SELECTED PASSAGE -
____
Fear and loathing at NFT NYC
NFT NYC. What can I say?
I'm cynical about conferences at the best of times. I've been around tech long enough to know how they play out. Self-promotional speakers get up on a soap box to shill their own products. Endless parades of startup T-shirts. And by the last day, bleary-eyed, hung over, exhausted delegates who miss their kids and never want to see a vodka soda again.
NFT NYC was a rerun of the same program. With 1500 speakers, there would never be enough thoughtfulness to make it a curated lineup. With that number of people, it would always be a signal-to-noise issue.
And the products? Most of what I saw presented was pre-alpha quality at best. The tech wasn't there. The user experience wasn't there. The business models weren't there. Founders were there rocking merch, while the earliest MVP of their product was months away.
The messages from the vast majority of speakers seemed to be roughly the same:
1. We're early
2. Unregistered securities rule
3. Buy My stuff
NFT awards seemed like a terrible idea in the abstract. The good news is - they were a terrible idea in practice, too. The highlight for me was Bobby Hundreds commenting that they had no idea they were up for an award and didn't know who the hell turned up to accept it on their behalf. If the Oscars feel like a circle jerk...
The parties were disappointing, to say the least. One event featured two panels where the audience listened respectfully and one panel where the audience decided it was open-season on loud conversations, to the point that the organizers had to beg people to show respect. Guess which panel was the one featuring women?
I loved some of the energy. I loved the passion. I loved seeing so many people so excited about new technology. I loved hearing the stories of how NFTs had already made a difference in people's lives. But the conference itself was...not what anyone who truly believes in this space would hope for.
____
(Data extracted from a collection)
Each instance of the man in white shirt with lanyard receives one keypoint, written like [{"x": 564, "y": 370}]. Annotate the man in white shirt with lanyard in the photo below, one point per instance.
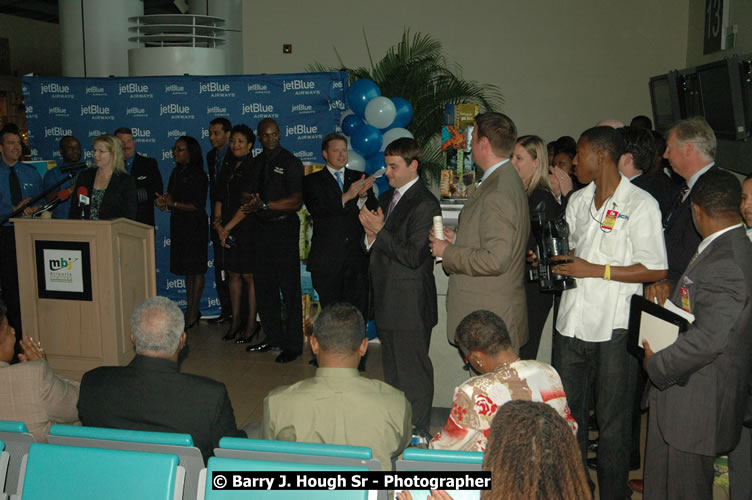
[{"x": 617, "y": 242}]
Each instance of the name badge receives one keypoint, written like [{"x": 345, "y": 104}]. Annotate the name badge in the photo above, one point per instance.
[
  {"x": 610, "y": 220},
  {"x": 685, "y": 299}
]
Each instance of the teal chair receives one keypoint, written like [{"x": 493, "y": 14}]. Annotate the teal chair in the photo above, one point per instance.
____
QUESTIONS ON THE MATERIAL -
1. Transcribe the essay on NFT NYC from "NFT NYC was" up to and including "a signal-to-noise issue.".
2. Write the next part of the essay on NFT NYC, starting after its final sentence.

TASK-BY-TASK RESULTS -
1.
NFT NYC was a rerun of the same program. With 1500 speakers, there would never be enough thoughtfulness to make it a curated lineup. With that number of people, it would always be a signal-to-noise issue.

2.
I was incredibly happy with what MODA and Emanate achieved together; launching our Genesis technology with the biggest party of the week, a festival featuring deadmau5, Noizu, Nero, and Brux with 5,000 punters, is something I am proud to count in my biggest achievements of the past few years.
But If I was giving advice for next year’s official conference - it would be simple.
Stop pitching a conference.
Pitch a festival with a tech component.
Make it about the music, the art, the fashion. Make it about the people and the culture. Then, as a part of that festival, have a conference with thoughtful tracks and robust discussion. And most importantly - keep the numbers small. 1500 speakers are too many. 500 would be better. 100 would be better than that.
This is a community that is built on connection and relationships. That's what we should be celebrating.
When the smoke clears from NFT NYC, what remains will be interesting to see. The event, planned with hype during an epic bull run, has played out this week in a nightmare macro-financial scenario and a crypto crash that has wiped out the treasuries of thousands of projects and users.
The euphoria of the panels, speeches, and excitement will not last when we go home and face the reality of building in a bear market, where crypto is down, where mainstream adoption has been delayed, and where the funding has dried up. I would suggest that NFT NYC was not representative of where this industry will be in 6 months.
Hype trends don't last in tech. But the perception that the death of the hype means the end of the industry is wildly incorrect. We might not be flying high anymore, but crypto isn't over. It's just getting started.